*TASK*
Reproduce everything from the start of the records down to the line containing "M27 34L23 34L22", keeping both ends.
[start]
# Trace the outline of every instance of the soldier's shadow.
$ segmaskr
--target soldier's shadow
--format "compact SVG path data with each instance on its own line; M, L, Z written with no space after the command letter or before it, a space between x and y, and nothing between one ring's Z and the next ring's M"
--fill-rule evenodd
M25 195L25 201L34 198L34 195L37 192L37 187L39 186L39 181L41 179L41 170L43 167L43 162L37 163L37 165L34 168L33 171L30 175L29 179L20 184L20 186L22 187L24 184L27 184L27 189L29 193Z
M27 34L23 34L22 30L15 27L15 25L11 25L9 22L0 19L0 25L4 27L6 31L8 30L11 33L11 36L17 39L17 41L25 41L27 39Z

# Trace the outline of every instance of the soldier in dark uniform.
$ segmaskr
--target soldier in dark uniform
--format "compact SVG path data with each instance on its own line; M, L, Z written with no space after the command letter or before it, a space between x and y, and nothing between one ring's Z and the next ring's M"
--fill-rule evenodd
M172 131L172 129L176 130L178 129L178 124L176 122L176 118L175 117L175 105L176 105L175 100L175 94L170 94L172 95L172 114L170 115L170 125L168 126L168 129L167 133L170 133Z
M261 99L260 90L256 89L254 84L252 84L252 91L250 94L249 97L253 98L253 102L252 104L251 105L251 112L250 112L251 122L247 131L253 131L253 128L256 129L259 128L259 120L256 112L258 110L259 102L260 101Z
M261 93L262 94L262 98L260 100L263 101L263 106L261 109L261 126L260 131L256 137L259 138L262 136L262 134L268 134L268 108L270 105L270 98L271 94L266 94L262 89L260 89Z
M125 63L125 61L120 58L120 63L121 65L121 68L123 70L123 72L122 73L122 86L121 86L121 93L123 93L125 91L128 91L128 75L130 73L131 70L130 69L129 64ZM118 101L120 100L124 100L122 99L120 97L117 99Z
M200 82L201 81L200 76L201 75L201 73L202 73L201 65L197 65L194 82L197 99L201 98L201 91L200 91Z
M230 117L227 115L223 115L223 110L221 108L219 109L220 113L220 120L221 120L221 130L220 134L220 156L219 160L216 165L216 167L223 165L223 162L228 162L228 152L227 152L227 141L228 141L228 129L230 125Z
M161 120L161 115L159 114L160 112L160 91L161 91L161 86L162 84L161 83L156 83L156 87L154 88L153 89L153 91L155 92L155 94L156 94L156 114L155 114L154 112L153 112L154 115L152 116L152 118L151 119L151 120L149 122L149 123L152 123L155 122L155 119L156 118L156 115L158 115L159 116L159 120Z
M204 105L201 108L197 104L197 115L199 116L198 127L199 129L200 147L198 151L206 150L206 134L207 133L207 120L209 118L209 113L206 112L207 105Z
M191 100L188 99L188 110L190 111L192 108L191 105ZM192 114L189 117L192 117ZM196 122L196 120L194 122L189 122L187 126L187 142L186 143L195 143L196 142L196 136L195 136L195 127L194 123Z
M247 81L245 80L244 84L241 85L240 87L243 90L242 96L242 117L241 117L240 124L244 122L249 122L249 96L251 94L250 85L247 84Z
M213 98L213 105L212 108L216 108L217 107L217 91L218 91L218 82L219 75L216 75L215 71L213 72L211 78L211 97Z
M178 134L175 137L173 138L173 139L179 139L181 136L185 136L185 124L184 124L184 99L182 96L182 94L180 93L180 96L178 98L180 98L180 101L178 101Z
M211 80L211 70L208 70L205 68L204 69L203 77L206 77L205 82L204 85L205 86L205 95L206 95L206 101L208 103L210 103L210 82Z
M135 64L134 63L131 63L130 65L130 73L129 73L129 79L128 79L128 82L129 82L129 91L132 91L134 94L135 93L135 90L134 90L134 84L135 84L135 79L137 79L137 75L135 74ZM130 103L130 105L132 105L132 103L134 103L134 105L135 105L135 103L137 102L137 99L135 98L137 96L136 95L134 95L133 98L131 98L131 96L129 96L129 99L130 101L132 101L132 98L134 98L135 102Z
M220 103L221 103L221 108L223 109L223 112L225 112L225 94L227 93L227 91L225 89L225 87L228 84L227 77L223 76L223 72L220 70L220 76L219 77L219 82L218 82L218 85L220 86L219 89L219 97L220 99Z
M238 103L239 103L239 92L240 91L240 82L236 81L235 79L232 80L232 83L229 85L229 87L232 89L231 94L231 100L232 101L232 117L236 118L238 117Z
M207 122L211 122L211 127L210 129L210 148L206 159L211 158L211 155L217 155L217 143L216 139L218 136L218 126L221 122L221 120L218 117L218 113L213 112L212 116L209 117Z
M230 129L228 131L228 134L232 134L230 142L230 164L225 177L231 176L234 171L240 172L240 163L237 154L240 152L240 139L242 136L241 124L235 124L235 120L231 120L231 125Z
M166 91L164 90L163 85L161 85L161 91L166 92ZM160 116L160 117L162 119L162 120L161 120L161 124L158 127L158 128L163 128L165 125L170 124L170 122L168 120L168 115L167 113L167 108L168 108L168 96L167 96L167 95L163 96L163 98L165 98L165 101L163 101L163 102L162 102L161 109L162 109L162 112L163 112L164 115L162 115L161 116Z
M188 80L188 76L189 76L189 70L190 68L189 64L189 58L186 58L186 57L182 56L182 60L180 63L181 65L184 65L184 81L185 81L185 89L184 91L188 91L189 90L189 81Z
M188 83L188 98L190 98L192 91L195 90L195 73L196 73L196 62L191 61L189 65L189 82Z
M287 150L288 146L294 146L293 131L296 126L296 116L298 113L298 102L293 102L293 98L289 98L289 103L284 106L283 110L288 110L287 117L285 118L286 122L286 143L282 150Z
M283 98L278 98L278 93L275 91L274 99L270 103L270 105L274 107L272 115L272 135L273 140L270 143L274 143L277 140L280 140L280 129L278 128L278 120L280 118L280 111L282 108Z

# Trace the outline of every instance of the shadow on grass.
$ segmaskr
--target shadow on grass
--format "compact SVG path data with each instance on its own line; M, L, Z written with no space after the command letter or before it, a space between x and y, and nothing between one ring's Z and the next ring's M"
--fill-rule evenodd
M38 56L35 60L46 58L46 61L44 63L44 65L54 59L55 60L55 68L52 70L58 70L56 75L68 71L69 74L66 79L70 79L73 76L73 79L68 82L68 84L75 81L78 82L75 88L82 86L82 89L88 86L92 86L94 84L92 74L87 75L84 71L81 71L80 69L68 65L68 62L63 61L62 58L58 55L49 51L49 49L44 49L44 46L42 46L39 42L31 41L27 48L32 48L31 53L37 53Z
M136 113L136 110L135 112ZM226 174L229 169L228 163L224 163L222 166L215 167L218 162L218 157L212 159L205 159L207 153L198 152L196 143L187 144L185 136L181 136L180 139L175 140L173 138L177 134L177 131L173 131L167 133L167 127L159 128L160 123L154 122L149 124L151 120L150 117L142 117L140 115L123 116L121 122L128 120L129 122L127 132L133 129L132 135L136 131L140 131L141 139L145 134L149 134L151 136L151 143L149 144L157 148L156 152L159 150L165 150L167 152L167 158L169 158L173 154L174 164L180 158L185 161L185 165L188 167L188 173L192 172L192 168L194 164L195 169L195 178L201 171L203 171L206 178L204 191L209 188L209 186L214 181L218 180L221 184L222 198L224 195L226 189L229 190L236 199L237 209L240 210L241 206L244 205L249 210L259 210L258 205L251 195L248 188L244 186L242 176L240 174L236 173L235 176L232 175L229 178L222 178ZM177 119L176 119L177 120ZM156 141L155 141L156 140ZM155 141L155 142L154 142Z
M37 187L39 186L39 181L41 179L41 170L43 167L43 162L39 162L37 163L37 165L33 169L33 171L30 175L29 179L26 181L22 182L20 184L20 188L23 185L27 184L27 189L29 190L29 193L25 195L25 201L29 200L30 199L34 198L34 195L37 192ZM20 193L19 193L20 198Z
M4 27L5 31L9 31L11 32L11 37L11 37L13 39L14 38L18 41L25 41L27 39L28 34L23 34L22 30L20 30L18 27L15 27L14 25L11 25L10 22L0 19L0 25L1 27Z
[end]
*EXERCISE RESULT*
# Trace the outline of every instance of the soldier's shadow.
$ segmaskr
--target soldier's shadow
--format "compact SVG path data with each instance on its own line; M, L, Z written with no space after the command letter or before it, a space between x and y, and nothing between one ring's Z and the next ring's M"
--fill-rule evenodd
M25 195L25 201L34 198L34 195L37 192L37 187L39 186L39 181L41 179L41 170L43 167L43 162L37 163L37 165L34 168L33 171L30 175L29 179L20 184L20 186L22 187L24 184L27 184L27 189L29 193Z
M27 34L23 34L22 30L15 27L15 25L11 25L9 22L0 19L0 25L4 27L6 31L8 30L11 33L11 36L17 39L17 41L25 41L27 39Z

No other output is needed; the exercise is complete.